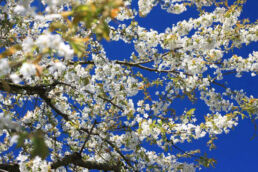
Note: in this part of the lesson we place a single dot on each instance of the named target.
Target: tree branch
(76, 159)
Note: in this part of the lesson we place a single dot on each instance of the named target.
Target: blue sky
(235, 152)
(238, 150)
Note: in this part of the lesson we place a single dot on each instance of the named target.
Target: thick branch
(138, 65)
(76, 159)
(40, 90)
(9, 167)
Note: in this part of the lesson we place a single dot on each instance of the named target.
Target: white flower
(27, 44)
(4, 67)
(27, 70)
(15, 78)
(20, 10)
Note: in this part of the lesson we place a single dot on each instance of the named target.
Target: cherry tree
(67, 106)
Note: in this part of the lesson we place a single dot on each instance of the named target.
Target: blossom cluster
(85, 110)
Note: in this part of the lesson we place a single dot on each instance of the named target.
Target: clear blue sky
(235, 152)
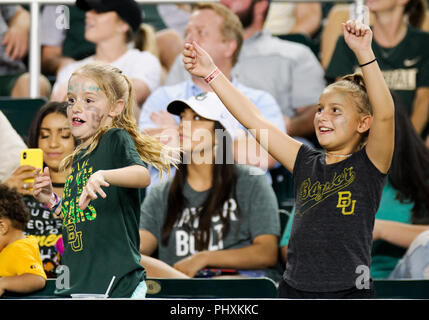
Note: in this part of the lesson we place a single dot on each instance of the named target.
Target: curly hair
(12, 206)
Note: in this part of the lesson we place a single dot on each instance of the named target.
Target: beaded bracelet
(365, 64)
(212, 75)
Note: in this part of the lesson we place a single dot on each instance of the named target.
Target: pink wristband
(212, 75)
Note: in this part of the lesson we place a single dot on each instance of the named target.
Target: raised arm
(381, 137)
(279, 145)
(135, 176)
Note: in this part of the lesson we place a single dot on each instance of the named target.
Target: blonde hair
(231, 28)
(118, 86)
(354, 85)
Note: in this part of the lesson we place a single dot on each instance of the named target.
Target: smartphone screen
(32, 157)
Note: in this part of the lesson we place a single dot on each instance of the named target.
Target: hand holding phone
(32, 157)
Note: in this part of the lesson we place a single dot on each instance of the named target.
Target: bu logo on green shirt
(72, 214)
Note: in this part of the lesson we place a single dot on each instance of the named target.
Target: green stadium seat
(402, 289)
(20, 112)
(211, 288)
(184, 288)
(282, 183)
(239, 288)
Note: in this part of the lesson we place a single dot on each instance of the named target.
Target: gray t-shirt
(331, 236)
(7, 65)
(253, 212)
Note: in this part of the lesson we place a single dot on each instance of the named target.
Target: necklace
(339, 155)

= WORK TO COMPLETE =
Without copying any images, transcribe the records exactly as they stand.

= ANSWER FOR THIS EXERCISE =
Note: in this part of the lesson we place a single dot on each instance of the named target.
Target: tree branch
(76, 159)
Note: in this part of the lesson we place a single dot on each instance of the named target.
Target: blue sky
(235, 152)
(238, 150)
Note: in this part of the lesson we place a single dot on each instance of the named target.
Target: thick branch
(138, 65)
(76, 159)
(40, 90)
(9, 167)
Note: in this part of the lesson we place a single dot on each instance of the named target.
Target: white flower
(27, 44)
(4, 67)
(27, 70)
(15, 78)
(20, 10)
Note: in this part of the lesson we place a single dot on each instance of the named target.
Target: cherry tree
(67, 106)
Note: in this part of the lesson we place a single dot on each instance of the named target.
Target: blossom cluster
(85, 110)
Note: in this part of the lesson we place a single dot on each instance of the named target.
Target: clear blue sky
(235, 152)
Note: in this part of the lesson we place a single dot on each instance of the named target.
Target: curly hair
(12, 206)
Note: in this part of the lesson we place a single dot on each instance of the named target.
Target: beaded bracelet
(365, 64)
(212, 75)
Note: in this part of the lesson we place a single dot on each instance of the named target.
Target: pink wristband
(212, 75)
Note: in this part of the lesson we place a single dot on each instance of the named target.
Target: raised arm
(381, 137)
(279, 145)
(135, 176)
Note: in this part of the lesson we place a single dot on each instance of the named target.
Target: blonde hair
(231, 28)
(118, 86)
(354, 85)
Note: in this part of the lesson we place a single dot on each instance of the named target.
Target: smartphone screen
(32, 157)
Note: in this part of the lesson we place a single dot on each instance of the named target.
Target: hand holding phone
(32, 157)
Note: in this part of the lesson we place a single dot on each instance of the named target.
Target: bu logo on green shirt
(72, 214)
Note: in this part of the lesson we place a single dot on each instance of the named target.
Target: green stadium seat
(402, 289)
(20, 112)
(211, 288)
(184, 288)
(282, 183)
(239, 288)
Note: in this part of the lesson we place a single dot on each instance of the named target.
Target: gray t-shirt
(331, 236)
(7, 65)
(253, 212)
Note: in this part of the lesson we place a single dot on each instance of the named target.
Target: necklace
(339, 155)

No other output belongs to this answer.